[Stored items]
- - -
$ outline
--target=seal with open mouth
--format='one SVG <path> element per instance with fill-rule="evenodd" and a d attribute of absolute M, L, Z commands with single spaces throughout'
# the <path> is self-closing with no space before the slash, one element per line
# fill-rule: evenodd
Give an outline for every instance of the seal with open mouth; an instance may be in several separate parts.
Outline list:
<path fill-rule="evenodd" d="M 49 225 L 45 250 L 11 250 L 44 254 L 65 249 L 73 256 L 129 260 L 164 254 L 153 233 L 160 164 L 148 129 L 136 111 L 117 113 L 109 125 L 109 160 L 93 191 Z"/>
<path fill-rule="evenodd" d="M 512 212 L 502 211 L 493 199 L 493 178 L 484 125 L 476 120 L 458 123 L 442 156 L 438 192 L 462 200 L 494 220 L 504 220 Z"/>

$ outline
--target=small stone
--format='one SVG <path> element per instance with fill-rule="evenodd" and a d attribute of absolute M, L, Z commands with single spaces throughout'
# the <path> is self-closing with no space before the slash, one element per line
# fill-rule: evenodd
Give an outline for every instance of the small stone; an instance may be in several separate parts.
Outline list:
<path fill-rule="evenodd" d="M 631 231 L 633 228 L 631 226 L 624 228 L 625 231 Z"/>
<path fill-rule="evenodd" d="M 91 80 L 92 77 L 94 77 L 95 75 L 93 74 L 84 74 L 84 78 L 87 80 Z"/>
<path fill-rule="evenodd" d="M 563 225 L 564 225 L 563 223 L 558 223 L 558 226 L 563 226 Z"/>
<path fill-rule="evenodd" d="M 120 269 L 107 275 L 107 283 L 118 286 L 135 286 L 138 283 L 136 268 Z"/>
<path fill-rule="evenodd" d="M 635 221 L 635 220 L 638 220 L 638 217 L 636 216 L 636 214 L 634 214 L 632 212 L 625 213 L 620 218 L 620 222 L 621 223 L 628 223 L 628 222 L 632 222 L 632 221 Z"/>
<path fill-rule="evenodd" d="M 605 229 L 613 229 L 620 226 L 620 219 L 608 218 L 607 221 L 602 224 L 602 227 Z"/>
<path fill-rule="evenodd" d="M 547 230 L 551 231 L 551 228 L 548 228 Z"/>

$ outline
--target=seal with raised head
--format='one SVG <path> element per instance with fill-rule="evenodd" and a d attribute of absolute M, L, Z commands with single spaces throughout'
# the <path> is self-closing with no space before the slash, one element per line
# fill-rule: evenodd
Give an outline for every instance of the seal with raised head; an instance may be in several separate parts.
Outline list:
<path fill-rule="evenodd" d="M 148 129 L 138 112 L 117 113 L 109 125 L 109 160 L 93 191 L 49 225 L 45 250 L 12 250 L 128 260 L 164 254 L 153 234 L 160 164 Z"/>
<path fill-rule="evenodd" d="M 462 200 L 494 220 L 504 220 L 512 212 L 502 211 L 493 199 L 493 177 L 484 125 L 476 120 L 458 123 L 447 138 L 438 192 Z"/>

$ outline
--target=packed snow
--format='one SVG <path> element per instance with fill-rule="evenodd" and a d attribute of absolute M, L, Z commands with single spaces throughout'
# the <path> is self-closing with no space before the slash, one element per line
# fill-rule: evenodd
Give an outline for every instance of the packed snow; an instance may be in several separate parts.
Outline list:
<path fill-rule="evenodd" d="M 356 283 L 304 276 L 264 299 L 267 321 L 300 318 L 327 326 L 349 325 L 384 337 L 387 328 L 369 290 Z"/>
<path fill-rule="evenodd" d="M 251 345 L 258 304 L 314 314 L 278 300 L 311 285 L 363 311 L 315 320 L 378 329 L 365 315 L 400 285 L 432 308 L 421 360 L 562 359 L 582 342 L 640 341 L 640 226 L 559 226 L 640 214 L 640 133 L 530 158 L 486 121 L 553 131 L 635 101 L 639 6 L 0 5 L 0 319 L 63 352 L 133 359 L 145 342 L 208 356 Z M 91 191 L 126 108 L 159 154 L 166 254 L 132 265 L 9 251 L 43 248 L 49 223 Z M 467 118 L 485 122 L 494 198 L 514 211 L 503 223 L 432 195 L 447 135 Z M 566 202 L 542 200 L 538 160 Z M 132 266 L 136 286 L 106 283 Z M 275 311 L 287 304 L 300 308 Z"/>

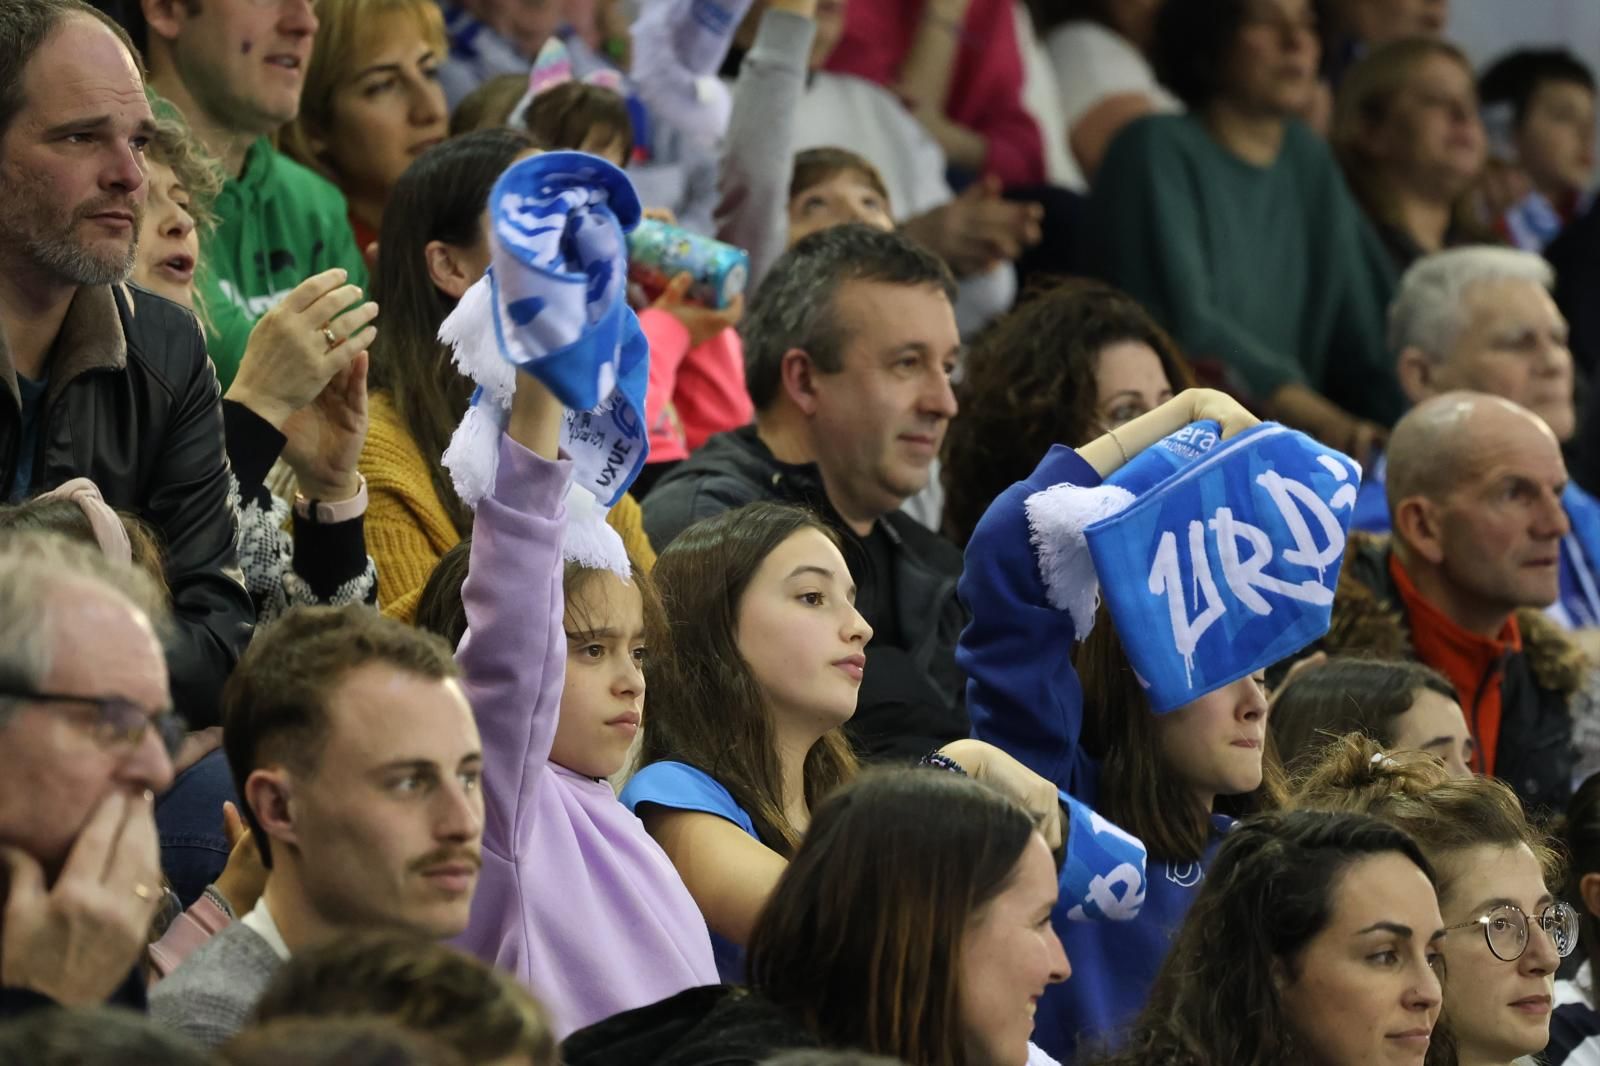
- - -
▶ PROBLEM DESCRIPTION:
Among the lines of the data above, find those with the word "separate" and show them.

▶ EXERCISE RESULT:
Give an outline for every instance of the seal with open mouth; an instance may be in several separate parts.
Give an outline for every instance of the small stone; an instance may be in several separate parts.
Give an outline for every instance of the seal with raised head; an instance may be in several separate parts.
Give an outline for every instance of the packed snow; an instance may be in several separate parts.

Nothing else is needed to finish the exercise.